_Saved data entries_

● ● ● ●

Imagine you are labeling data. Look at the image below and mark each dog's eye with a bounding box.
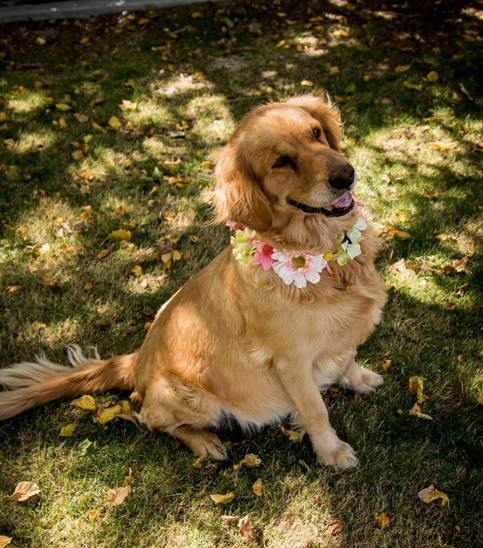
[272,155,293,169]
[313,127,322,141]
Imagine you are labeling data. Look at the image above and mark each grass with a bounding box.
[0,0,482,546]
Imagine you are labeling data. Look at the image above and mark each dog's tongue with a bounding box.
[330,192,353,210]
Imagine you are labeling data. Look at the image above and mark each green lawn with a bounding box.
[1,1,482,546]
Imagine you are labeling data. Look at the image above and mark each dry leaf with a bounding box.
[252,478,264,497]
[59,424,76,437]
[71,150,83,161]
[123,468,134,487]
[55,103,71,111]
[131,265,143,277]
[428,141,457,151]
[88,509,99,521]
[210,492,235,505]
[301,80,314,87]
[97,404,122,425]
[279,424,302,442]
[426,71,439,82]
[0,537,12,548]
[409,403,433,421]
[161,252,173,269]
[382,359,392,372]
[106,485,131,506]
[192,457,204,469]
[238,514,254,540]
[374,512,390,528]
[10,481,40,502]
[110,230,131,240]
[409,376,425,403]
[4,139,15,151]
[395,65,411,73]
[418,485,449,506]
[329,66,340,75]
[327,520,344,536]
[71,394,97,411]
[8,285,21,294]
[108,116,122,129]
[233,453,262,470]
[221,514,239,523]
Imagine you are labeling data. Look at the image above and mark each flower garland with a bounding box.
[230,218,367,289]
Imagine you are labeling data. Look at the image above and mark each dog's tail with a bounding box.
[0,345,136,421]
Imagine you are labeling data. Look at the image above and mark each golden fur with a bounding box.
[0,95,386,469]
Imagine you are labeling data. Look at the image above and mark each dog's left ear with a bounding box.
[214,143,272,232]
[287,94,343,152]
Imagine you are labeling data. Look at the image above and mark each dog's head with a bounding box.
[214,94,357,249]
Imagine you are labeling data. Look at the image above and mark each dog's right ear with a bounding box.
[214,144,272,232]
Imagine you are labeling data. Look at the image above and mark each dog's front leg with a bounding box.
[275,359,358,469]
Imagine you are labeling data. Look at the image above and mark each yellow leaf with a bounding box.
[71,150,83,161]
[200,161,214,170]
[210,492,235,505]
[395,211,407,222]
[71,394,97,411]
[106,485,131,505]
[58,117,67,129]
[172,250,182,261]
[110,230,131,240]
[275,40,286,48]
[301,80,314,87]
[120,400,132,415]
[8,285,21,294]
[4,138,15,150]
[96,249,110,260]
[80,36,90,45]
[279,424,302,442]
[131,265,143,277]
[395,230,411,240]
[192,457,204,469]
[418,485,449,506]
[88,509,98,522]
[123,468,134,487]
[59,424,76,437]
[374,512,390,528]
[382,359,392,372]
[329,66,340,75]
[91,121,106,132]
[161,252,173,269]
[0,537,12,548]
[395,65,411,73]
[409,403,433,421]
[10,481,40,502]
[409,376,425,403]
[428,141,457,151]
[191,11,202,18]
[108,116,122,129]
[97,404,122,425]
[252,478,264,497]
[55,103,71,111]
[426,71,439,82]
[233,453,262,470]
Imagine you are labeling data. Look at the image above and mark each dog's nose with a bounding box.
[329,163,355,190]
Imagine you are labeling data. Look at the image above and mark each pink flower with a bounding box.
[253,241,275,272]
[271,250,327,288]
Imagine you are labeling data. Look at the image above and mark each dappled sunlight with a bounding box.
[15,129,58,155]
[151,73,215,99]
[7,90,48,114]
[122,99,171,127]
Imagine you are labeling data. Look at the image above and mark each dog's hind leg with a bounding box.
[340,351,384,394]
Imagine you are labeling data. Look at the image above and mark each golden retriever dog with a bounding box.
[0,94,386,469]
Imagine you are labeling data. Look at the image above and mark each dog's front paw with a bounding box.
[342,367,384,395]
[317,438,358,470]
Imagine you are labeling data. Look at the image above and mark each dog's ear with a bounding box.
[288,94,343,152]
[214,143,272,232]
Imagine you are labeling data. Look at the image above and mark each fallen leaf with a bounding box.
[426,71,439,82]
[301,79,314,87]
[4,139,16,150]
[10,481,40,502]
[382,359,392,372]
[131,265,143,277]
[78,439,93,455]
[403,81,423,91]
[200,161,214,170]
[59,424,76,437]
[55,103,71,111]
[327,520,344,536]
[418,485,449,506]
[278,424,302,442]
[161,252,173,269]
[329,66,340,75]
[210,492,235,505]
[0,536,12,548]
[409,376,425,403]
[8,285,21,294]
[428,141,457,151]
[123,468,134,487]
[71,395,97,411]
[108,116,122,129]
[110,230,131,240]
[88,509,99,521]
[192,457,204,469]
[71,150,83,161]
[97,404,122,425]
[252,478,264,497]
[233,453,262,470]
[374,512,390,528]
[106,485,131,506]
[395,64,411,73]
[74,113,88,123]
[409,403,433,421]
[238,514,254,540]
[221,515,239,523]
[96,249,110,260]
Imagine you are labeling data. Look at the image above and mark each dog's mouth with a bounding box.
[288,192,355,217]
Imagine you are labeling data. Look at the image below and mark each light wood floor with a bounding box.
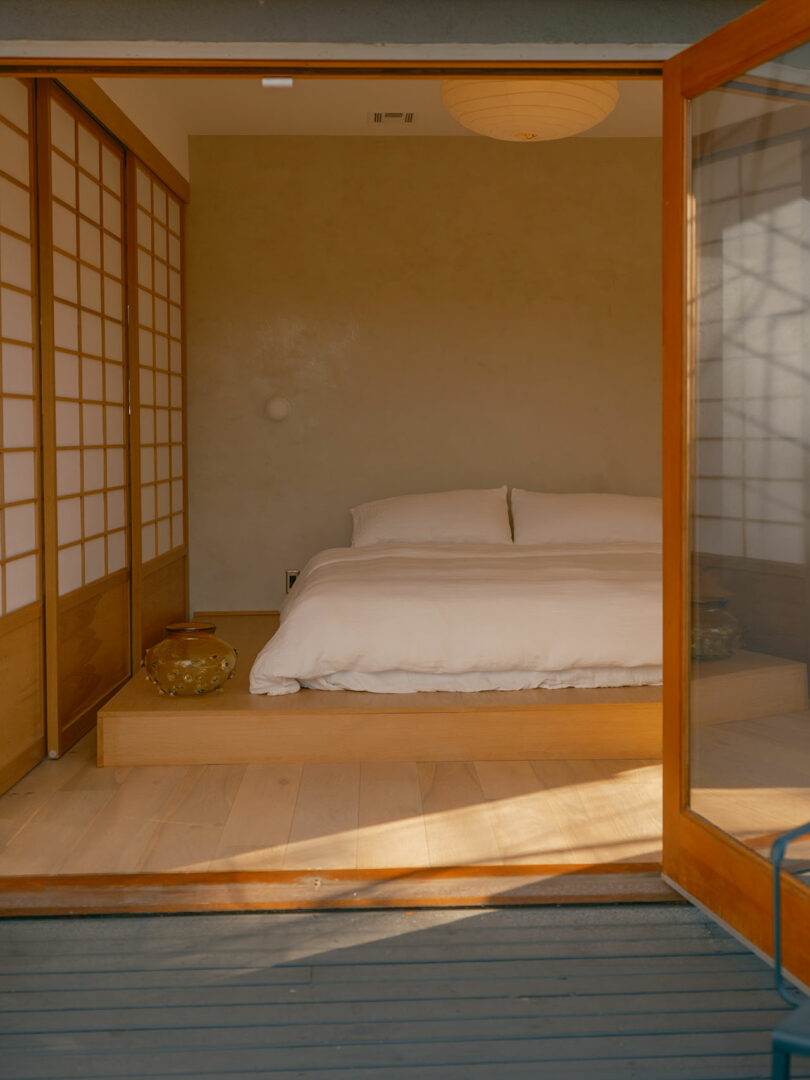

● ● ● ●

_The task_
Restate each of the entries above word for word and skip every image.

_Response to this task_
Imagine you are labeling data. Look at the image below and mark each dog's eye with a bounding box.
[272,155,293,169]
[313,127,322,141]
Imagine you are labeling data. Look at the image above and mark each grass with a bounding box.
[0,0,482,546]
Imagine you are labeling data. Look at the image above and mark each dog's tongue with a bounding box.
[330,192,353,210]
Imagine you are labeling data. Look at the image above and mark each green lawn with a bounding box.
[1,1,482,546]
Imagine you are labeling data. Look at the image above and mark each dry leaf with a bounding box.
[252,478,264,497]
[59,424,76,437]
[71,150,83,161]
[123,468,134,487]
[55,103,71,111]
[131,265,143,277]
[428,141,457,151]
[88,509,99,521]
[210,492,235,505]
[301,80,314,87]
[97,404,122,425]
[279,424,302,442]
[426,71,439,82]
[0,537,12,548]
[409,403,433,421]
[161,252,173,269]
[382,359,392,372]
[106,485,131,506]
[192,457,204,469]
[238,514,254,540]
[374,512,390,528]
[10,481,40,502]
[110,230,131,240]
[409,376,425,403]
[4,139,15,151]
[395,65,411,73]
[418,485,449,506]
[329,66,340,75]
[327,520,344,536]
[71,394,97,411]
[8,285,21,294]
[108,116,122,129]
[233,453,262,470]
[221,514,239,523]
Imagine you are labeling data. Look at the image above and mark each flower garland with a bounding box.
[230,218,367,289]
Imagine you are labeling data. Look at the image above and mark each dog's tail with a bounding box.
[0,345,136,421]
Imagine you are labeling data. Look at the image above and mark each golden fur with a bounding box.
[0,95,386,469]
Imagine you are labeling data. Look at the image above and mark each dog's left ear with a bounding box.
[214,143,272,232]
[287,94,343,152]
Imagine you are labeling data. Look at the image above and mark each dog's head with a bounding box.
[214,94,357,249]
Imagine you are labeling data. Look at the image above and mark each dog's right ear with a bounding box.
[214,144,272,232]
Imagine you are labeling data. Look at the image above and mark each dog's front leg with a bounding box.
[275,359,358,469]
Imagine you are labeling data. Look at the image above and mark each yellow leaf with a bounding box.
[71,150,83,161]
[200,161,214,170]
[210,492,235,505]
[395,211,407,222]
[71,394,97,411]
[106,485,131,505]
[58,117,67,129]
[172,250,182,261]
[110,230,131,240]
[275,40,286,48]
[301,80,314,87]
[120,400,132,415]
[8,285,21,294]
[4,138,15,150]
[96,249,110,260]
[80,36,90,45]
[279,424,302,442]
[131,265,143,277]
[395,230,411,240]
[192,457,204,469]
[418,485,449,506]
[88,509,98,522]
[123,468,134,487]
[59,424,76,437]
[374,512,390,528]
[382,359,392,372]
[329,66,340,75]
[91,121,106,132]
[161,252,173,269]
[0,537,12,548]
[395,65,411,73]
[409,403,433,421]
[10,481,40,502]
[409,376,425,403]
[428,141,457,151]
[191,11,202,18]
[108,116,122,129]
[97,404,122,425]
[252,478,264,497]
[55,103,71,111]
[426,71,439,82]
[233,453,262,470]
Imagine you are labeling data. Look at the image above and mark each dog's nose with a bounding box.
[329,163,355,190]
Imagine you are labeling data. Look at the image above and mark each pink flower with a bounding box.
[253,241,275,272]
[271,250,327,288]
Imagine you are labeling data. Look at the image above and mark each dappled sunlight with a bounding box.
[15,129,58,155]
[151,73,215,99]
[7,90,48,114]
[122,99,171,127]
Imagine you are labeling data. Look at the image above and mark each dog's hind leg with a bounding box.
[340,351,384,394]
Imagine you are labeling data. Look at the image above and mark each golden retriever dog with a bounding box.
[0,94,386,469]
Imagine you are labeling data. Look at the image above and mark each dog's front paw with a bounding box.
[342,367,384,395]
[317,438,358,470]
Imagine you are labeling data. Look at the image above and mark each dog's ear with a bounding box.
[288,94,343,152]
[214,143,272,232]
Imagine you are labeling data. Look at the image above and mark each fallen leaf with a bounding box.
[426,71,439,82]
[301,79,314,87]
[4,139,16,150]
[10,481,40,502]
[382,359,392,372]
[131,265,143,277]
[78,439,93,455]
[403,81,423,91]
[200,161,214,170]
[59,424,76,437]
[55,103,71,111]
[327,520,344,536]
[418,485,449,506]
[278,424,302,442]
[161,252,173,269]
[329,66,340,75]
[210,492,235,505]
[0,536,12,548]
[409,376,425,403]
[8,285,21,294]
[428,141,457,151]
[123,468,134,487]
[71,395,97,411]
[108,116,122,129]
[110,230,131,240]
[88,509,99,521]
[192,457,204,469]
[71,150,83,161]
[97,404,122,425]
[252,478,264,497]
[233,453,262,470]
[374,512,390,528]
[106,485,131,506]
[395,64,411,73]
[74,113,88,123]
[409,403,433,421]
[238,514,254,540]
[221,515,239,523]
[96,249,110,260]
Imagine you are labeling data. Look at the image above and mark each dog's mouth with a bounding box.
[288,192,355,217]
Imagine you are labeling data. Look at the image below and mark each light wood floor with a bounding box.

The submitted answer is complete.